Description of the task:
Lay out as a Markdown table, with columns headed Row and Line, the lines of the entries below from the one containing "box every building" through the end of the entries, inclusive. Give each line its own numbered row and leave out blank lines.

Material for the task:
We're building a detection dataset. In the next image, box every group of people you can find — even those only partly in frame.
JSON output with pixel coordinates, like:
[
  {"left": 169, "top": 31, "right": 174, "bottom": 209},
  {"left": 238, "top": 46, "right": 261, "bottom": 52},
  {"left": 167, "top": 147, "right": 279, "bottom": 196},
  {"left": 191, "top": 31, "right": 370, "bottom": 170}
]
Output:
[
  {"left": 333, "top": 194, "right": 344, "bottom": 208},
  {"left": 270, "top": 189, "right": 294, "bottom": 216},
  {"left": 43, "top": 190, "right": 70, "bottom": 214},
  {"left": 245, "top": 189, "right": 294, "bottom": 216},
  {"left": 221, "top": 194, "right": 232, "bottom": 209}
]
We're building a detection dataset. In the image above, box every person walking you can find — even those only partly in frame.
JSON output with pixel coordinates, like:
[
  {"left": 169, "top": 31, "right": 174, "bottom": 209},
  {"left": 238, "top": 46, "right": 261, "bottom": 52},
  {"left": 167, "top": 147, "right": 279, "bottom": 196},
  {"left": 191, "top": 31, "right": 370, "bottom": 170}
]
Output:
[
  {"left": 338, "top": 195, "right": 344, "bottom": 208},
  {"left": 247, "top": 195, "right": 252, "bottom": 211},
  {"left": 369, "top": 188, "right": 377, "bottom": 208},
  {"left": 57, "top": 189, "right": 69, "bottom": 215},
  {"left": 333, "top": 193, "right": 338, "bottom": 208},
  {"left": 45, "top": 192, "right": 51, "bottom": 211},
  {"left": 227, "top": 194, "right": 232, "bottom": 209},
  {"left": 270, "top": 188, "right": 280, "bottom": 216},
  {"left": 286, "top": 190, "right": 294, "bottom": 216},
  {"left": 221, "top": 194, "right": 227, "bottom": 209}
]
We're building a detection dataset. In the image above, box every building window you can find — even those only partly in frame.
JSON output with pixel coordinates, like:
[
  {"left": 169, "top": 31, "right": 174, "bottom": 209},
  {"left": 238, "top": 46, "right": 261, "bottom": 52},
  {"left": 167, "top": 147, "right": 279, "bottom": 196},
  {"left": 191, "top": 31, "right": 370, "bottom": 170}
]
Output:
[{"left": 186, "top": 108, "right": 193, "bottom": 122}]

Finished answer:
| Row | Line |
|---|---|
| 1 | We're building a detection dataset. In the image above, box every building window you can find — even those only partly in frame. |
| 2 | JSON output with pixel coordinates, like: |
| 3 | [ |
| 4 |   {"left": 169, "top": 31, "right": 174, "bottom": 209}, |
| 5 |   {"left": 238, "top": 46, "right": 261, "bottom": 52}, |
| 6 |   {"left": 167, "top": 147, "right": 279, "bottom": 196}, |
| 7 |   {"left": 191, "top": 31, "right": 370, "bottom": 170} |
| 8 | ] |
| 9 | Output: |
| 10 | [{"left": 186, "top": 108, "right": 193, "bottom": 122}] |